Thanks. I finally figured it out. I was using 5ml sample and getting
weird results. I increased to 15ml per other sites and the numbers came
out where they should.

I was going off of directions for using 0,1N, but using 0.2N and was
getting confused.

Still learning about all of this.

My sangiovese is finally where it should be.

The rest are a little low.
Chianti TA 5.5, pH 3.57, Pinot Nior TA 4.5 pH 3.6+.



Tom S wrote:
"Marty Phee" wrote in message
. com...
I have 1/5N NaOH. If I use it to test acid using a ph meter do I double
the reading?

I plan on buying some 1/10, but for the time being...


No need to buy 0.1N when you have 0.2N on hand. Either use what you have
directly and double the volume reading or dilute it 1:1 and use that.

> TASK REQUIREMENTS:
A - Using the winemaking post, decide whether each statement agrees with it: (i) The writer raised the sample size from 5ml to 15ml. (ii) The Chianti has a pH of 3.6 or higher. (iii) The reply recommends buying 0.1N NaOH. Answer yes or no for each and quote the words that settle it.
B - Answer these from the winemaking post:
(i) What TA is listed for the Pinot Noir?
(ii) Which wine does the writer say is finally where it should be?
(iii) In what ratio does the reply suggest diluting the 0.2N solution?
C - Write the next part of the winemaking post, picking up right after its final sentence.

(Image point annotation entries)
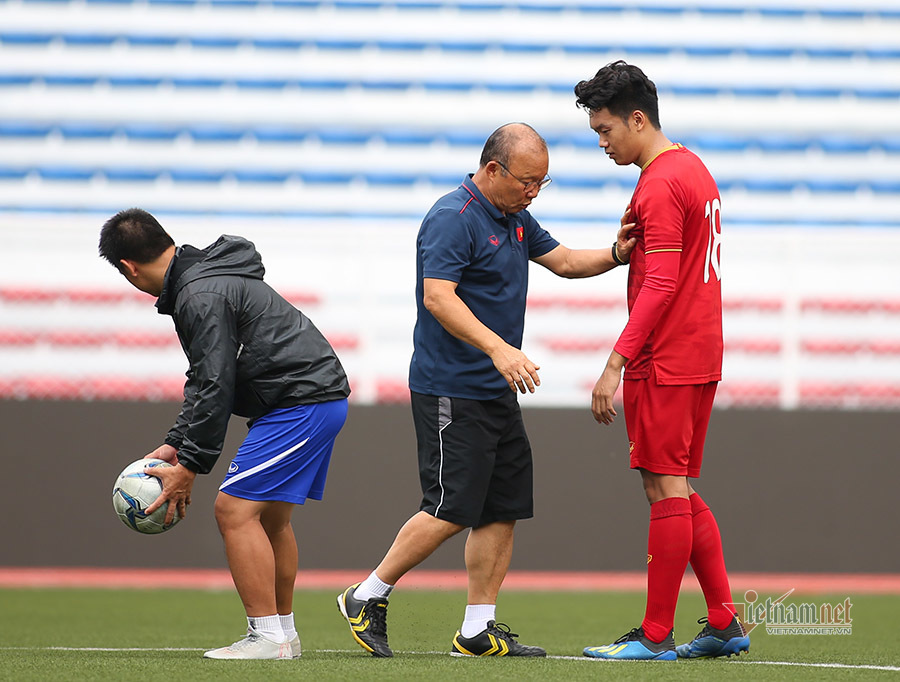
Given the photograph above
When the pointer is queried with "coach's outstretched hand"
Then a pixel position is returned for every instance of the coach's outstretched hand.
(520, 372)
(177, 482)
(624, 244)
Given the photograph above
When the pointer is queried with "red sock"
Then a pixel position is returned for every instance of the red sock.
(708, 563)
(668, 551)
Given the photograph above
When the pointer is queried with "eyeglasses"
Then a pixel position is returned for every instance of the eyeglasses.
(527, 186)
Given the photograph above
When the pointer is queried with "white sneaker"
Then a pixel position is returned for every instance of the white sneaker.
(254, 646)
(295, 647)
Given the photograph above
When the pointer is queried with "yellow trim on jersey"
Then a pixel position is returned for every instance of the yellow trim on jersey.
(676, 145)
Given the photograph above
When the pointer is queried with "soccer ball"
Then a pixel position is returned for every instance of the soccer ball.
(134, 491)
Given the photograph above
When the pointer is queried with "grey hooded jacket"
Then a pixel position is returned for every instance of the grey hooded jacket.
(249, 351)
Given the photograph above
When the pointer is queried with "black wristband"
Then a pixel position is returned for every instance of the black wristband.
(616, 258)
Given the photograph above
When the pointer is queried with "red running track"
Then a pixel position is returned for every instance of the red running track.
(807, 583)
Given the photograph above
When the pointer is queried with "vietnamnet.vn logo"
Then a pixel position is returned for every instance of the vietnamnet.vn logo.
(788, 618)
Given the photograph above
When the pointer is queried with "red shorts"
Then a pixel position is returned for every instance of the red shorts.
(667, 425)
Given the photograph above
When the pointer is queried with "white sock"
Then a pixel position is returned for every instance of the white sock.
(477, 617)
(287, 625)
(268, 626)
(372, 588)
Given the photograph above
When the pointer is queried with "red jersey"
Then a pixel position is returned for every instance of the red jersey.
(674, 280)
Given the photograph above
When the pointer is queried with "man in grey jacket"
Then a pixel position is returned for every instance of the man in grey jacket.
(250, 353)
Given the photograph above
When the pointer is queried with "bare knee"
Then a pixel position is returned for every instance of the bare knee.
(661, 486)
(232, 512)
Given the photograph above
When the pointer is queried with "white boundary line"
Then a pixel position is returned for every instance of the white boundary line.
(842, 666)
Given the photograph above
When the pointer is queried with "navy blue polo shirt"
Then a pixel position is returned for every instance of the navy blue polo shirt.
(467, 240)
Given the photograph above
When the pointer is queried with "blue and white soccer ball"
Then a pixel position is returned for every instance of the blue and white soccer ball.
(134, 491)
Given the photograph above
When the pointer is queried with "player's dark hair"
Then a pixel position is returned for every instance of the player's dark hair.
(501, 143)
(133, 234)
(621, 88)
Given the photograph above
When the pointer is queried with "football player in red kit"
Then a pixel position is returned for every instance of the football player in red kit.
(671, 351)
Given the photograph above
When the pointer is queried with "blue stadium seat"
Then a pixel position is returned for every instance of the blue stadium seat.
(280, 134)
(24, 129)
(131, 174)
(86, 130)
(65, 173)
(199, 175)
(262, 176)
(150, 131)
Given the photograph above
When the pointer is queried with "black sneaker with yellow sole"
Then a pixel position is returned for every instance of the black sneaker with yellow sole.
(367, 620)
(495, 640)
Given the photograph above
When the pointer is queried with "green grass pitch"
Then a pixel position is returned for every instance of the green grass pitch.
(158, 634)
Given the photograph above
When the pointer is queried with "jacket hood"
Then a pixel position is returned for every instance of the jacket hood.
(228, 255)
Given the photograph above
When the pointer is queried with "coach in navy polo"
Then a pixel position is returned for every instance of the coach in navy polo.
(475, 462)
(467, 240)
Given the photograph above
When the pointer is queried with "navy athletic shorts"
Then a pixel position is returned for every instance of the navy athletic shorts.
(286, 453)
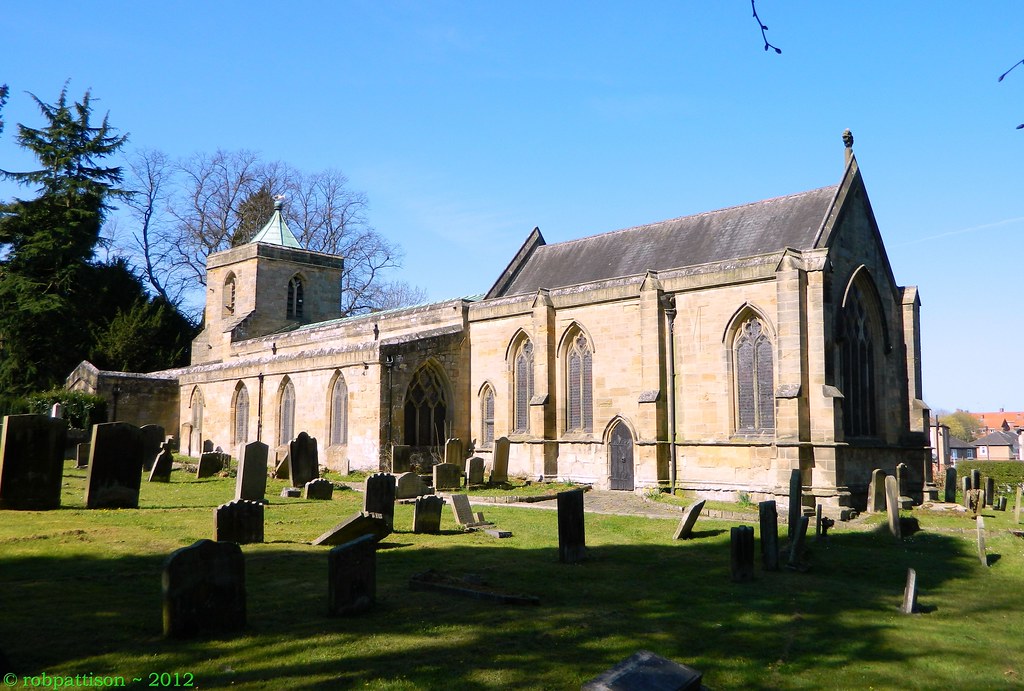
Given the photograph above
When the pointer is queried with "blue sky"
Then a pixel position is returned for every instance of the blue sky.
(469, 123)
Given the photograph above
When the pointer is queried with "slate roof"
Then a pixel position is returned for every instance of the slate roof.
(762, 227)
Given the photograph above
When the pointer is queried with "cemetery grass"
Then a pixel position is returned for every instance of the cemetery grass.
(80, 594)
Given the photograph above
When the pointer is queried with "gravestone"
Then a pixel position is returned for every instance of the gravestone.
(401, 460)
(210, 464)
(741, 553)
(446, 477)
(115, 467)
(950, 485)
(500, 466)
(427, 514)
(379, 498)
(321, 488)
(690, 516)
(360, 524)
(162, 466)
(32, 462)
(351, 576)
(153, 439)
(768, 515)
(239, 521)
(910, 593)
(204, 589)
(571, 537)
(796, 501)
(892, 506)
(475, 471)
(302, 462)
(250, 483)
(410, 485)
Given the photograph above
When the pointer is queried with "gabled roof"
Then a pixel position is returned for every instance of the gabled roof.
(275, 231)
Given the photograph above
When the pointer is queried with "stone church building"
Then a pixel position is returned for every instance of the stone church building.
(719, 351)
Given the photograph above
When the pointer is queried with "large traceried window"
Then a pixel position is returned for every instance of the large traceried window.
(579, 386)
(339, 412)
(754, 370)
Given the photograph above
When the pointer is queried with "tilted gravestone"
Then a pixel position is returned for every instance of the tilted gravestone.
(32, 462)
(321, 488)
(686, 523)
(500, 466)
(446, 476)
(239, 521)
(250, 483)
(204, 589)
(115, 473)
(427, 514)
(741, 553)
(571, 533)
(768, 515)
(303, 464)
(379, 497)
(153, 438)
(352, 576)
(162, 466)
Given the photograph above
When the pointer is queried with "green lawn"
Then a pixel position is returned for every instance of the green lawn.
(80, 594)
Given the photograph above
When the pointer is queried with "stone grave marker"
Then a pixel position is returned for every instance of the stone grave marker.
(910, 593)
(475, 475)
(427, 514)
(239, 521)
(571, 534)
(32, 462)
(250, 483)
(162, 465)
(153, 439)
(204, 589)
(115, 473)
(379, 497)
(892, 505)
(321, 488)
(359, 524)
(352, 576)
(741, 553)
(690, 516)
(446, 477)
(768, 515)
(500, 466)
(302, 462)
(877, 491)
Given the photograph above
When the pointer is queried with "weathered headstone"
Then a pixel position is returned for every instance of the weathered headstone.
(877, 491)
(153, 439)
(379, 497)
(571, 534)
(741, 553)
(32, 462)
(427, 514)
(475, 475)
(892, 506)
(239, 521)
(690, 516)
(321, 488)
(500, 466)
(303, 464)
(250, 483)
(115, 467)
(910, 593)
(352, 576)
(768, 515)
(446, 476)
(360, 524)
(204, 589)
(162, 466)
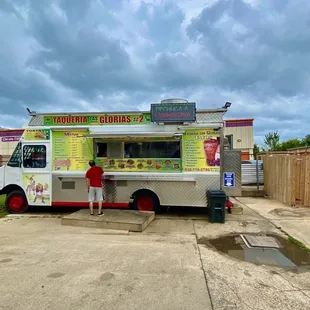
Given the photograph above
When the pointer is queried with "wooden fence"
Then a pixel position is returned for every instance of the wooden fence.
(287, 176)
(4, 159)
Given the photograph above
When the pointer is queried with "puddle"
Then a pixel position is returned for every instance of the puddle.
(285, 254)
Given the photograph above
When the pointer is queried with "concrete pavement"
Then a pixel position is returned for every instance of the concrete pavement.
(293, 220)
(44, 265)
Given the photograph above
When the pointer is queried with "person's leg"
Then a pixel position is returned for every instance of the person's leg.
(91, 198)
(99, 199)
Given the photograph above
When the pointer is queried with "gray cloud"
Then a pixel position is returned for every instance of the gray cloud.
(117, 55)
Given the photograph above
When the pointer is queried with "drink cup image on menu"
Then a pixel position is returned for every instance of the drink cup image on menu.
(37, 188)
(210, 147)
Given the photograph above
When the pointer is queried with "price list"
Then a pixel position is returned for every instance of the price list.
(71, 151)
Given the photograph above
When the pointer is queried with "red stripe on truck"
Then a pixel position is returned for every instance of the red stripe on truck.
(117, 205)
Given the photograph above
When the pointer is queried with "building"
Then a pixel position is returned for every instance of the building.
(8, 141)
(240, 135)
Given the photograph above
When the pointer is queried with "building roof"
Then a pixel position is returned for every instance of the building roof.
(239, 120)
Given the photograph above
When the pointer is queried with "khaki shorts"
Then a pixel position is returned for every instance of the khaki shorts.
(95, 194)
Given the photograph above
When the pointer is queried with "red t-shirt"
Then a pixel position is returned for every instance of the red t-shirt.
(94, 175)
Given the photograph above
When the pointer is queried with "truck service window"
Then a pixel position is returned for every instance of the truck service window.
(15, 159)
(166, 149)
(34, 156)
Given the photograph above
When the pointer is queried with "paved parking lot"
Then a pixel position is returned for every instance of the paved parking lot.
(44, 265)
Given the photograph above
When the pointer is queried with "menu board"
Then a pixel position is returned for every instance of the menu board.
(173, 112)
(140, 164)
(201, 150)
(71, 150)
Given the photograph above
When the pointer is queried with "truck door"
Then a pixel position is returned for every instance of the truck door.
(36, 172)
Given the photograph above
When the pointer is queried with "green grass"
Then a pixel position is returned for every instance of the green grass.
(3, 211)
(299, 243)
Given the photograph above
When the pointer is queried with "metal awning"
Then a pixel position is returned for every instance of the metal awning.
(134, 131)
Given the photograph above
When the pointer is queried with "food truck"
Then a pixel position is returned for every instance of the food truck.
(167, 156)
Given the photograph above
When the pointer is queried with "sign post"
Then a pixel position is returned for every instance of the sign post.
(229, 179)
(173, 112)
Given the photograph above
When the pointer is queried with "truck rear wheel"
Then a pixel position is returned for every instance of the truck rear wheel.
(146, 201)
(16, 202)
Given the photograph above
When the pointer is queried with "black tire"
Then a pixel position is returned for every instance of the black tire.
(16, 202)
(145, 200)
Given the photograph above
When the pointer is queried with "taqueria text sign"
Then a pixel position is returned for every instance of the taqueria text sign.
(37, 134)
(104, 119)
(173, 112)
(201, 150)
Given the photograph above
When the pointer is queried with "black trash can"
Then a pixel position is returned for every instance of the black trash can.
(216, 206)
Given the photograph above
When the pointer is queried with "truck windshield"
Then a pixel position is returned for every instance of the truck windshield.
(15, 159)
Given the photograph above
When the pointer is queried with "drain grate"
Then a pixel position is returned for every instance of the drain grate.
(261, 241)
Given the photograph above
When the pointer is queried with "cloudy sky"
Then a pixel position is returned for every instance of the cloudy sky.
(113, 55)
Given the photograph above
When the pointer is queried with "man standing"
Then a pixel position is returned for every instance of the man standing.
(94, 186)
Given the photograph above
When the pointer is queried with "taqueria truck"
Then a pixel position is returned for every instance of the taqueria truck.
(168, 156)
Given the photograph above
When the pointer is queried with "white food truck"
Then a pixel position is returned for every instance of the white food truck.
(168, 156)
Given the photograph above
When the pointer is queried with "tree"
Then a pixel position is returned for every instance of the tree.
(306, 140)
(256, 150)
(272, 141)
(290, 144)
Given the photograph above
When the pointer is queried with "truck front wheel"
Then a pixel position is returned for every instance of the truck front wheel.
(16, 202)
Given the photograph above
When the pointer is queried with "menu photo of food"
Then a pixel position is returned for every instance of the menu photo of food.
(176, 165)
(130, 163)
(149, 163)
(158, 165)
(121, 164)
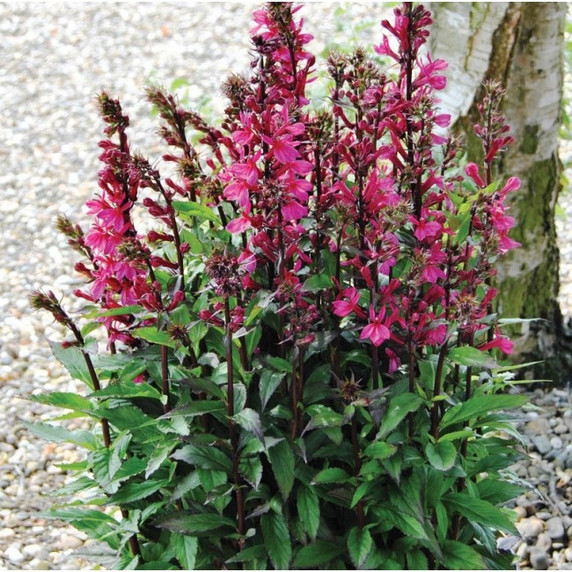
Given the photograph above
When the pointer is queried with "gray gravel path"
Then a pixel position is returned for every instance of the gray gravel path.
(54, 58)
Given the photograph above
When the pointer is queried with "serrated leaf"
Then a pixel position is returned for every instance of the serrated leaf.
(250, 421)
(128, 389)
(256, 552)
(196, 524)
(359, 545)
(269, 383)
(73, 359)
(106, 463)
(187, 483)
(56, 434)
(72, 514)
(133, 491)
(398, 408)
(190, 209)
(308, 505)
(195, 408)
(159, 454)
(317, 282)
(472, 357)
(479, 510)
(459, 556)
(65, 400)
(380, 450)
(154, 335)
(116, 312)
(313, 556)
(199, 385)
(331, 475)
(441, 455)
(322, 416)
(281, 459)
(480, 405)
(277, 539)
(186, 548)
(204, 457)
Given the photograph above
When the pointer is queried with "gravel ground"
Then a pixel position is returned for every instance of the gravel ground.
(54, 58)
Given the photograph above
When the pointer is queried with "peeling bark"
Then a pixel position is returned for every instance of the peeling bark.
(520, 44)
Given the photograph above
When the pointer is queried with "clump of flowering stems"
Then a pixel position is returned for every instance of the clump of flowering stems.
(352, 229)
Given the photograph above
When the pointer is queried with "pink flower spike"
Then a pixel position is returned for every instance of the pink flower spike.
(284, 151)
(344, 308)
(473, 171)
(513, 184)
(293, 211)
(425, 229)
(375, 331)
(238, 225)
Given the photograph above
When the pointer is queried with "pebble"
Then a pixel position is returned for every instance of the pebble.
(539, 559)
(14, 554)
(7, 533)
(542, 444)
(555, 528)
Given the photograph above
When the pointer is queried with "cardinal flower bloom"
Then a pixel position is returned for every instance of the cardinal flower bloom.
(376, 330)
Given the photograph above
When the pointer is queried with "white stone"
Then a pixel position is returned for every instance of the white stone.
(14, 555)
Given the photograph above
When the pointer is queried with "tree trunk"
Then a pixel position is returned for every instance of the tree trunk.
(521, 45)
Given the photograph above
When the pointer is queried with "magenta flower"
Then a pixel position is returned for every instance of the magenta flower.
(426, 228)
(344, 308)
(376, 331)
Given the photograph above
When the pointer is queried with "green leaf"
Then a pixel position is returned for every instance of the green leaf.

> SOLVED TASKS:
A -
(i) Yes: "I increased to 15ml per other sites"
(ii) No: "Chianti TA 5.5, pH 3.57"
(iii) No: "No need to buy 0.1N when you have 0.2N on hand."

B -
(i) 4.5
(ii) The sangiovese
(iii) 1:1

C -
Fortunately, TA measurements aren't that terribly critical. Accuracy to ±
0.5 g/100 ml is good enough for winemaking purposes. You should be able to
do that well, despite the fact that your NaOH standard will slowly change
over time as it absorbs atmospheric CO2. :^/

If you _really_ needed an an accurate result you'd want to standardize the
NaOH solution against 3 or 4 carefully dried and weighed (to the nearest
0.0001 g) samples of potassium hydrogen phthalate (measuring the NaOH to the
nearest 0.01 ml) and average the results. I did this in chem lab in college
many years ago. It's tedious, but teaches one good technique and
discipline.

Tom S
www.chateauburbank.com


  #5 (permalink)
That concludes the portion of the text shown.